The invention described herein was made in the course of work under a grant or award from the Department of Health, Education and Welfare.
The present invention relates to the production and isolation of novel cellulases exhibiting optimum activity of the C.sub.1 and C.sub.x types at temperatures in the range of about 60.degree. to about 70.degree. C and under moderately acid conditions, by the cultivation of the fungus Thielavia terrestris in a suitable cellulose-containing medium.
The term cellulase as employed hereinafter designates an enzyme complex capable of depolymerizing and hydrolyzing cellulose to glucose. Those cellulases known to the prior art have been produced either by fungi or by certain mold-like higher bacteria.

::::::

In the cellulase excerpt, which fungus is cultivated to produce the new cellulases? The records that come next have no connection to the text.

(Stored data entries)
::::::

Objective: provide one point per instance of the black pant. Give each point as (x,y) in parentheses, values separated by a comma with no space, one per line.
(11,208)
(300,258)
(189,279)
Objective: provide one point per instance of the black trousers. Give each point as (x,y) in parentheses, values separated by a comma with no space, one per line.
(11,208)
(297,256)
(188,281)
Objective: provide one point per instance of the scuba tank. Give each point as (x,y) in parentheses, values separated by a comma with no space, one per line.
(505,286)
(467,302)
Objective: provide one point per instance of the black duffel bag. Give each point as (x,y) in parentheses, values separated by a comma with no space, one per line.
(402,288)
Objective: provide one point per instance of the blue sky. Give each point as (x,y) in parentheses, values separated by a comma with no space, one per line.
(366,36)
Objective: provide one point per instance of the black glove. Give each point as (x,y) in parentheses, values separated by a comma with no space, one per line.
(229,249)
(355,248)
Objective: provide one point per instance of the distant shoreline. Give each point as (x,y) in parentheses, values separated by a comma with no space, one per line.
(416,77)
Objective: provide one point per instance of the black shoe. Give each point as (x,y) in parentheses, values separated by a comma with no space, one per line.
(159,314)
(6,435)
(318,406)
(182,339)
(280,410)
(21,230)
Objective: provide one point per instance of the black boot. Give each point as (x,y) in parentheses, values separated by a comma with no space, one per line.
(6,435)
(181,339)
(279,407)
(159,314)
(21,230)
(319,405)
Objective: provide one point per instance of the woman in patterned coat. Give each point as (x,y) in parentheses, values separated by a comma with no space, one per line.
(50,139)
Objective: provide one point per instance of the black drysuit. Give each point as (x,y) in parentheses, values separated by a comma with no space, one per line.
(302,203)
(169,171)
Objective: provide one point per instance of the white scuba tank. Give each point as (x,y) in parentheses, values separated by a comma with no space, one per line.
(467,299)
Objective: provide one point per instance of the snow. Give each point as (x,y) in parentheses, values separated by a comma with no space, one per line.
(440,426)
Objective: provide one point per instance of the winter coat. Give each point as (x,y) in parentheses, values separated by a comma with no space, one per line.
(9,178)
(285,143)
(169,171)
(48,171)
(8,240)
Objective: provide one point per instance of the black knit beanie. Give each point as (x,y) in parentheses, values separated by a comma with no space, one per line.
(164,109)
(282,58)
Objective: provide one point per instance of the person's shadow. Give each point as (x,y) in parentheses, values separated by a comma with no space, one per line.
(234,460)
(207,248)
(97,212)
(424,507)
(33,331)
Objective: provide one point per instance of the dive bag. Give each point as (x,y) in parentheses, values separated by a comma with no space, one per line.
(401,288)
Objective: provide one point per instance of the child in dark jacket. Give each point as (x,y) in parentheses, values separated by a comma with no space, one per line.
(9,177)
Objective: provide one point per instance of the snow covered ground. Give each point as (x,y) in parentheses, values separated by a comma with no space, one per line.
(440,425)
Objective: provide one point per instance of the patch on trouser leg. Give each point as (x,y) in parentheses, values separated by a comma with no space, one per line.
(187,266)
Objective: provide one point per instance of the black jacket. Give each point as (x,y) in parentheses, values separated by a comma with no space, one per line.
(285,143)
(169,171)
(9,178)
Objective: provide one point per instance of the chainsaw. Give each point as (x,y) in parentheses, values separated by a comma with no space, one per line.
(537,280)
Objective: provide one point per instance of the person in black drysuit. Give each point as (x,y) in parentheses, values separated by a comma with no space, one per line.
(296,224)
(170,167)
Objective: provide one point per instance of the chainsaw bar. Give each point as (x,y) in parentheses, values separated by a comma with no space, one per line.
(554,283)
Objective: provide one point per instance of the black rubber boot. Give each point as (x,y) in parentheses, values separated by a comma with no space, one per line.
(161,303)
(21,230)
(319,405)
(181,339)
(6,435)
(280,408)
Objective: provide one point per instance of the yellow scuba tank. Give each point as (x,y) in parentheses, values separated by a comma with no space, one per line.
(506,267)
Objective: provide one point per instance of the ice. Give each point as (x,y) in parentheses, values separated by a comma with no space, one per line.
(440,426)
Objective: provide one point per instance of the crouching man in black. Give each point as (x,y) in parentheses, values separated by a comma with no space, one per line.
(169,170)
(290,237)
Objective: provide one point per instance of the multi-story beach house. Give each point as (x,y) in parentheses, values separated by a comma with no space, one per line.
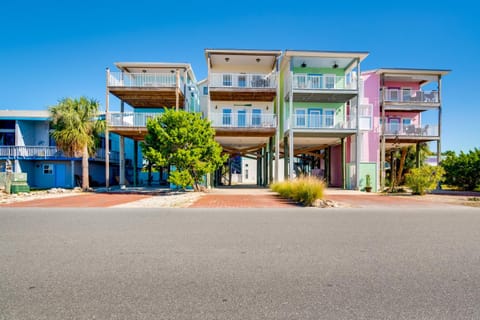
(240,99)
(320,113)
(407,111)
(26,146)
(144,90)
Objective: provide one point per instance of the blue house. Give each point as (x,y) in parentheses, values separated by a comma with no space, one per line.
(26,145)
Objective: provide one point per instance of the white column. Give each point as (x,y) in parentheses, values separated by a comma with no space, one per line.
(72,173)
(277,135)
(357,135)
(107,143)
(290,131)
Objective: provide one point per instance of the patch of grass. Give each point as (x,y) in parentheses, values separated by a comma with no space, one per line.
(304,190)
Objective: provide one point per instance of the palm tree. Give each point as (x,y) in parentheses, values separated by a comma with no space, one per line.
(76,128)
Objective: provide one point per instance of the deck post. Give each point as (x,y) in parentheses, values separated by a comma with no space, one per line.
(107,143)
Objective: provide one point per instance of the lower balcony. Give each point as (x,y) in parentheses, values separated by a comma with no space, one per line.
(310,121)
(244,124)
(411,133)
(47,153)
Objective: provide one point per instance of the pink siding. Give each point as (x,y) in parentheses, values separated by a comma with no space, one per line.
(336,167)
(370,143)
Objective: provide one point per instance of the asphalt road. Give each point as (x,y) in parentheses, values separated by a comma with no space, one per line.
(301,263)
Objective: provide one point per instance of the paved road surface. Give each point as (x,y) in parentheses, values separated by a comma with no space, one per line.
(295,263)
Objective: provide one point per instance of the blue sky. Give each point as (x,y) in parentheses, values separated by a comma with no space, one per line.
(55,49)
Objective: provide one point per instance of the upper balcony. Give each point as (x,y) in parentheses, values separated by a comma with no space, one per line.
(149,89)
(47,153)
(323,122)
(401,99)
(242,86)
(411,133)
(130,124)
(244,124)
(322,88)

::::::

SOLUTION TO THE EXERCISE: Thielavia terrestris